SOURCE DATA section start

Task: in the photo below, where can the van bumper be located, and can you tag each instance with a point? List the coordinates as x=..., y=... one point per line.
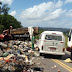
x=53, y=53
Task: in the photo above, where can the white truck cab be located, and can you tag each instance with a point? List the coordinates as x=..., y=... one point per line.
x=52, y=42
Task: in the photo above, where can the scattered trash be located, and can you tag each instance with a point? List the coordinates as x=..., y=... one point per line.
x=58, y=71
x=18, y=56
x=37, y=69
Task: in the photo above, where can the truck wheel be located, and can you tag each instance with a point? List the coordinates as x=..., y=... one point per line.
x=41, y=54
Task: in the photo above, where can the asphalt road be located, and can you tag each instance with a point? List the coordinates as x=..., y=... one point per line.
x=52, y=63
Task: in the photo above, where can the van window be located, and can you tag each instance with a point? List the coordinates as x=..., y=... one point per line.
x=52, y=37
x=40, y=36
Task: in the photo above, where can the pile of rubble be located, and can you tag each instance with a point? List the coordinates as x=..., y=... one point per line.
x=17, y=56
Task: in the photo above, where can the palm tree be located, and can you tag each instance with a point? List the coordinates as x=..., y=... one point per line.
x=0, y=7
x=5, y=9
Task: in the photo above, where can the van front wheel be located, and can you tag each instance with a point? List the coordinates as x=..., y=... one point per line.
x=41, y=54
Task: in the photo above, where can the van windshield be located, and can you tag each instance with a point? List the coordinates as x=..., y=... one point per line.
x=52, y=37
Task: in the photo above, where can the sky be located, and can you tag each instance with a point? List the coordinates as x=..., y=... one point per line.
x=42, y=13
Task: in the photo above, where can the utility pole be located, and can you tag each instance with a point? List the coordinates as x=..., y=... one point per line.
x=0, y=7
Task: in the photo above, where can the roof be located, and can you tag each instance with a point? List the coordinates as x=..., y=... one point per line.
x=50, y=32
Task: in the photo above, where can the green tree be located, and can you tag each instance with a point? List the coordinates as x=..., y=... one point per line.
x=1, y=28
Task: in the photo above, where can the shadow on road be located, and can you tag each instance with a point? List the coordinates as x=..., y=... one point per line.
x=57, y=56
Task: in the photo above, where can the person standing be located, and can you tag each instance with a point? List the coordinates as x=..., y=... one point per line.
x=33, y=41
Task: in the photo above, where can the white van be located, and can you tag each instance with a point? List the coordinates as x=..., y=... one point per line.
x=69, y=43
x=52, y=42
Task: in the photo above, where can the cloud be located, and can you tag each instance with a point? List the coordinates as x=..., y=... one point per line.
x=7, y=1
x=68, y=1
x=42, y=12
x=37, y=11
x=13, y=13
x=50, y=14
x=59, y=4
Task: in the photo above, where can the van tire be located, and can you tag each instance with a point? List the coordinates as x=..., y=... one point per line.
x=41, y=54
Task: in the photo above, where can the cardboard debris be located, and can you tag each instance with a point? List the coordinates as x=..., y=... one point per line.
x=68, y=60
x=17, y=56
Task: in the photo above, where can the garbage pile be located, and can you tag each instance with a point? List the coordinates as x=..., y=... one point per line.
x=17, y=56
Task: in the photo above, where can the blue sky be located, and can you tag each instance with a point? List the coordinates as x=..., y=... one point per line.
x=42, y=13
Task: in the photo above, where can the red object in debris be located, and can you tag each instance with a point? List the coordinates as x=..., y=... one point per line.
x=6, y=60
x=68, y=49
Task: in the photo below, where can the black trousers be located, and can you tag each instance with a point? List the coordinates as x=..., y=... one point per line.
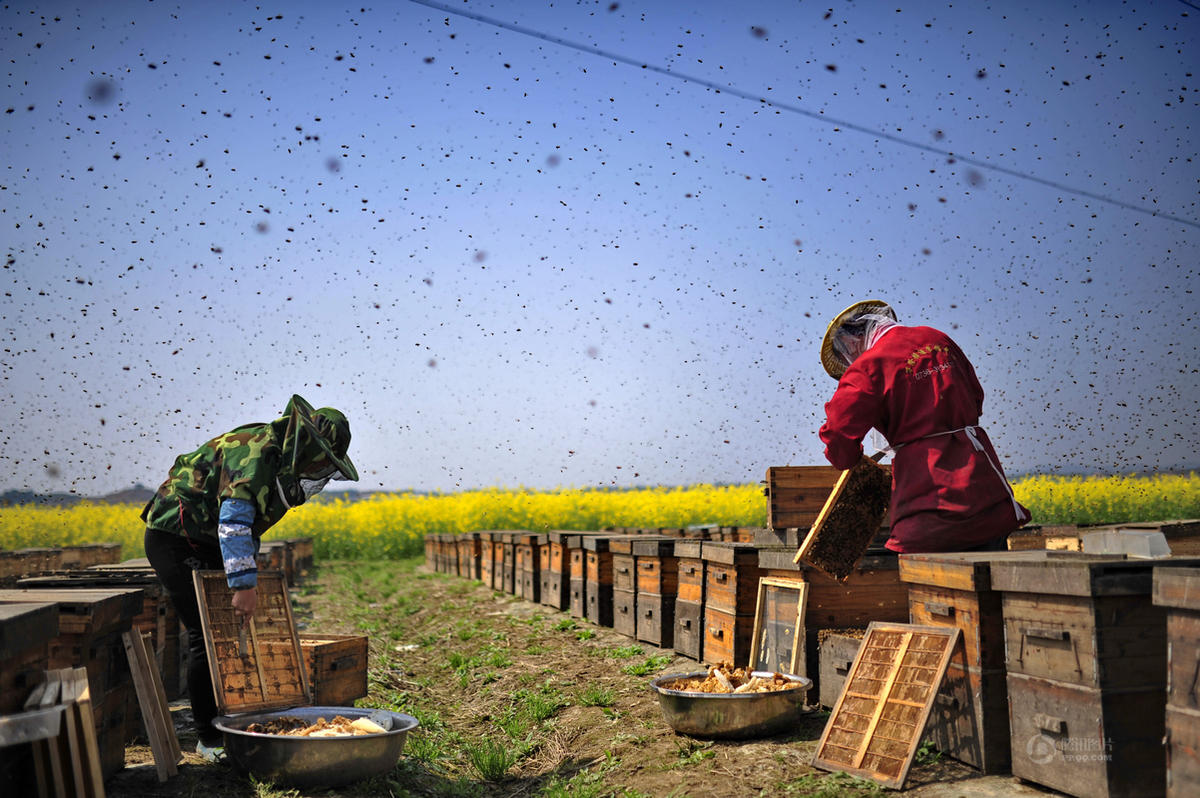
x=173, y=558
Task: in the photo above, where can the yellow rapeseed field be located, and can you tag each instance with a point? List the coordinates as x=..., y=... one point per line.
x=394, y=525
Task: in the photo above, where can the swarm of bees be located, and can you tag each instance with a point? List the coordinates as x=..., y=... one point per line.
x=339, y=726
x=725, y=678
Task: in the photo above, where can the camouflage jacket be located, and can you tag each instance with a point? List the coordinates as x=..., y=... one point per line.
x=256, y=463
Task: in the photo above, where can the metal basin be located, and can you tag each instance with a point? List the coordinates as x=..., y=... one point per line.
x=731, y=715
x=313, y=762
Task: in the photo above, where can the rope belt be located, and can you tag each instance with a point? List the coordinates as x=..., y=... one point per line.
x=978, y=447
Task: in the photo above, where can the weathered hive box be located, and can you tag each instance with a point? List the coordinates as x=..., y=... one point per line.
x=577, y=564
x=468, y=555
x=90, y=625
x=508, y=561
x=1177, y=589
x=1086, y=657
x=156, y=617
x=336, y=666
x=25, y=634
x=970, y=718
x=658, y=579
x=731, y=595
x=556, y=571
x=489, y=549
x=431, y=551
x=598, y=582
x=528, y=565
x=689, y=628
x=624, y=593
x=871, y=592
x=837, y=651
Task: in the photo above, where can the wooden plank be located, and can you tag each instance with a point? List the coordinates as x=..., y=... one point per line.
x=778, y=640
x=849, y=520
x=877, y=723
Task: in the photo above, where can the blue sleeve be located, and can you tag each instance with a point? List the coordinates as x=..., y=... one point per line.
x=238, y=547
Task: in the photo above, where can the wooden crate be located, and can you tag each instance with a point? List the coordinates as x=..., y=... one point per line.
x=25, y=634
x=336, y=666
x=528, y=565
x=156, y=617
x=835, y=651
x=468, y=555
x=598, y=585
x=689, y=629
x=556, y=574
x=796, y=493
x=1087, y=742
x=1182, y=741
x=90, y=625
x=431, y=552
x=508, y=562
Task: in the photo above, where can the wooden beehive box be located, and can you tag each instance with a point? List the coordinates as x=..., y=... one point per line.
x=508, y=562
x=156, y=617
x=1177, y=589
x=689, y=613
x=731, y=594
x=25, y=634
x=257, y=666
x=577, y=565
x=468, y=555
x=557, y=575
x=1086, y=660
x=657, y=582
x=598, y=582
x=528, y=565
x=970, y=720
x=90, y=625
x=837, y=649
x=871, y=592
x=336, y=666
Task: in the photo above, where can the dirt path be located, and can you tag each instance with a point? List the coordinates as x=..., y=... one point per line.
x=564, y=705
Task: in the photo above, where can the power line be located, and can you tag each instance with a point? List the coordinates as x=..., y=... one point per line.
x=803, y=112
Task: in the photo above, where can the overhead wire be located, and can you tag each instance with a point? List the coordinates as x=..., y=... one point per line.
x=826, y=119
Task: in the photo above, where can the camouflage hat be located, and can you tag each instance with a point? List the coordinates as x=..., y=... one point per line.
x=313, y=436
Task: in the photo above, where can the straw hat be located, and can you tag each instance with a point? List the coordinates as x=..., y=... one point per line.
x=833, y=364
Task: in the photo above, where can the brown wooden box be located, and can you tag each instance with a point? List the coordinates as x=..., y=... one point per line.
x=1087, y=742
x=796, y=493
x=624, y=611
x=689, y=629
x=469, y=555
x=1182, y=751
x=336, y=667
x=727, y=637
x=528, y=549
x=731, y=577
x=837, y=653
x=508, y=561
x=655, y=618
x=431, y=552
x=969, y=720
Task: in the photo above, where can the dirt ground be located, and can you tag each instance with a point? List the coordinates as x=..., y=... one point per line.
x=517, y=700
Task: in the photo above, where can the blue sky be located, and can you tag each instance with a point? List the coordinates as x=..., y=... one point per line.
x=514, y=256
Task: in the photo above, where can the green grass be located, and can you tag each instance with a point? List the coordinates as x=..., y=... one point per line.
x=491, y=759
x=649, y=666
x=597, y=696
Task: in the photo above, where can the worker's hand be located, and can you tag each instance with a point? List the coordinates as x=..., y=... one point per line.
x=244, y=603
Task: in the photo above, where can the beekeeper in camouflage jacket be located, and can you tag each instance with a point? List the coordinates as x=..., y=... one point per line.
x=215, y=505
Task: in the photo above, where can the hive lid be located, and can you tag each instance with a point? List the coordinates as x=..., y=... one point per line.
x=1078, y=574
x=259, y=666
x=880, y=718
x=1177, y=587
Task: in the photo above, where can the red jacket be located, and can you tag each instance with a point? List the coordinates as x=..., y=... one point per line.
x=948, y=493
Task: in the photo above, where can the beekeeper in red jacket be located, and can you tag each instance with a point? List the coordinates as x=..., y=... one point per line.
x=916, y=387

SOURCE DATA section end

--- ABOUT THIS TASK ---
Taking the line that contains "Task: in the photo above, where can the red jacket" as the first, reproduce every line through the end of the entries exactly.

--- OUTPUT BELOW ---
Task: in the photo above, where can the red jacket be located, and can you tag each instance with a point? List the coordinates as x=..., y=... one point per line.
x=948, y=493
Task: in the photo above, where can the beekeeper in red jacket be located, and can you tag each instance with a point? List the coordinates as x=..., y=... one point per line.
x=916, y=387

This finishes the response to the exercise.